Recast the records below as a two-column CSV with the columns record_text and answer, one row per record, putting each record's text and its answer each in a single quoted field with line breaks replaced by spaces. Leave the pictures out.

****

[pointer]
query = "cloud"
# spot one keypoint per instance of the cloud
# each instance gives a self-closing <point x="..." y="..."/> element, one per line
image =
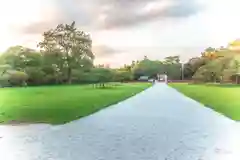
<point x="110" y="14"/>
<point x="103" y="51"/>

****

### Written answer
record_text,answer
"[pointer] query = ""cloud"" # spot one keypoint per instance of the cloud # each instance gives a self-closing <point x=""..."" y=""...""/> element, one per line image =","<point x=""110"" y=""14""/> <point x=""103"" y=""51""/>"